- **STATED GOAL**
Print each of the entries below verbatim, in the order given.

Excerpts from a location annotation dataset
____________

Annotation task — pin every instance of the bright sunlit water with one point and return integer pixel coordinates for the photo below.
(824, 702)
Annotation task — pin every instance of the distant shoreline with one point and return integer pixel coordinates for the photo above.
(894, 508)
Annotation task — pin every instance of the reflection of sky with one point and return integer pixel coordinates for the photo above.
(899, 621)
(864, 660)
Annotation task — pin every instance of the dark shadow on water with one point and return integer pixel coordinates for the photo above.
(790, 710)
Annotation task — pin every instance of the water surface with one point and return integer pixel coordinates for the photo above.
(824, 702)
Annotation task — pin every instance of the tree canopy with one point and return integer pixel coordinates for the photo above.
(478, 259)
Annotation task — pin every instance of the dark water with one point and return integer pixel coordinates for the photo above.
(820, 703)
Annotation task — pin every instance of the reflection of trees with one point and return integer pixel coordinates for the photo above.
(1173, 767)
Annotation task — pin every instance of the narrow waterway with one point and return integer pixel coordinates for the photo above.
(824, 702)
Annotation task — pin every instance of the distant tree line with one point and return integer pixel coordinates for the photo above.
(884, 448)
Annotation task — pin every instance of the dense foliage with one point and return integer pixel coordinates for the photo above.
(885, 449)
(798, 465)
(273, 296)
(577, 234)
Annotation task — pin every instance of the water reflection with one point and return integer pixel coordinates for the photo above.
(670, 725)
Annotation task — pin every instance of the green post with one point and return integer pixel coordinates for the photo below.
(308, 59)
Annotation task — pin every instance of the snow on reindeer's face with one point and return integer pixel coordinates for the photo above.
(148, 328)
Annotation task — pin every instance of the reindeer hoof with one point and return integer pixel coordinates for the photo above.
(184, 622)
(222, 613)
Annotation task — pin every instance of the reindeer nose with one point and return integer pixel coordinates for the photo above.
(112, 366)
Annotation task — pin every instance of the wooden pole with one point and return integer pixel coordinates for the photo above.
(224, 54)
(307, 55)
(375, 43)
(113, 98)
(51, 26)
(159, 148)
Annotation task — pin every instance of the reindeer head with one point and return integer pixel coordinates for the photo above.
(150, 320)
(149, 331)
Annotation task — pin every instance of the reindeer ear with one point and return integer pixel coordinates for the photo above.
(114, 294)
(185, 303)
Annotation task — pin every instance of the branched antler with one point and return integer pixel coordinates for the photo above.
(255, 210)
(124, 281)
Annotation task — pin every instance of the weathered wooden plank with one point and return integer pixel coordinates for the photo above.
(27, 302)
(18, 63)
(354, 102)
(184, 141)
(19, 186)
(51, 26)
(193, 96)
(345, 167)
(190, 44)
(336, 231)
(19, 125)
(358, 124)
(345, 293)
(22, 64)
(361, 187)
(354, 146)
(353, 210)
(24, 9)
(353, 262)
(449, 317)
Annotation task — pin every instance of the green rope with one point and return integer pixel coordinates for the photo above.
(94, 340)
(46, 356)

____________

- **ANSWER IN FULL**
Annotation task — pin every instance of the bright sunlit water with one point and return integer pixel coordinates for the photo below.
(824, 702)
Annotation task — pin every instance of the distant shoreline with one point and return integer pixel coordinates for the photo above.
(894, 508)
Annotation task — pin every instance of the reflection of sky with one point and return integer pixel coordinates for the photo above.
(899, 621)
(864, 660)
Annotation task — pin every instance of the dark shadow on water with one point and return integer pixel coordinates for the photo above.
(790, 710)
Annotation task — pin every instance of the water surface with one point and return integer pixel coordinates for the photo above.
(824, 702)
Annotation task — pin every instance of the tree canopy with one point and return integer pixel coordinates for the photo above.
(478, 259)
Annotation task — pin every instance of the dark water with one point and return integer pixel coordinates for the photo above.
(820, 703)
Annotation task — pin every instance of the reflection of trees with one point and return integer pixel coordinates for the photo above.
(1173, 767)
Annotation task — pin every instance of the narrow waterway with one point and return integer pixel coordinates for the photo above.
(824, 702)
Annotation task — pin every instance of the distant tree line with one point and return integer pixel coordinates for the photo above.
(884, 448)
Annotation task — pin every instance of the dense foliage with one point and return integer pixel coordinates for the photo above.
(885, 449)
(798, 465)
(273, 296)
(577, 234)
Annotation task — pin every instance of the water reflection with one point and return integer pixel coordinates for the photo above.
(670, 725)
Annotation task — pin every instance of the green post with one point and return integer pixel coordinates for the photo below.
(308, 59)
Annotation task — pin every instance of the snow on reindeer's face with one point and return integer pixel coordinates for the photo above.
(148, 328)
Annotation task — pin every instance of the reindeer hoof with one point and return integer pixel coordinates for the photo above.
(184, 622)
(222, 613)
Annotation task — pin every instance of the reindeer nose with one point and return integer pixel coordinates for the photo above.
(112, 366)
Annotation task — pin every instance of the wooden pole with one point and return integer pixel coordinates for the photo above.
(224, 54)
(307, 55)
(375, 43)
(113, 98)
(51, 26)
(159, 148)
Annotation task — pin every instance of the reindeer head with one point and return integer pixel coordinates for the photo above.
(150, 320)
(149, 331)
Annotation task — pin every instance of the reindeer ear with one point and return integer pixel coordinates for the photo above.
(114, 294)
(185, 303)
Annotation task — pin every instance of the branched antler with one point and return integer pixel coordinates for the photo above.
(255, 210)
(124, 281)
Annotation task — pin every instance of the weathered wooden plank with one point and return integer pixel coordinates for the photo above.
(27, 302)
(18, 63)
(354, 102)
(184, 141)
(19, 186)
(51, 26)
(193, 96)
(345, 167)
(190, 44)
(336, 231)
(19, 125)
(358, 124)
(345, 293)
(22, 64)
(361, 187)
(354, 146)
(353, 210)
(24, 9)
(353, 262)
(449, 317)
Annotation task — pin every instance of the green rope with one point and return integer pixel coordinates for the photo above.
(94, 340)
(46, 356)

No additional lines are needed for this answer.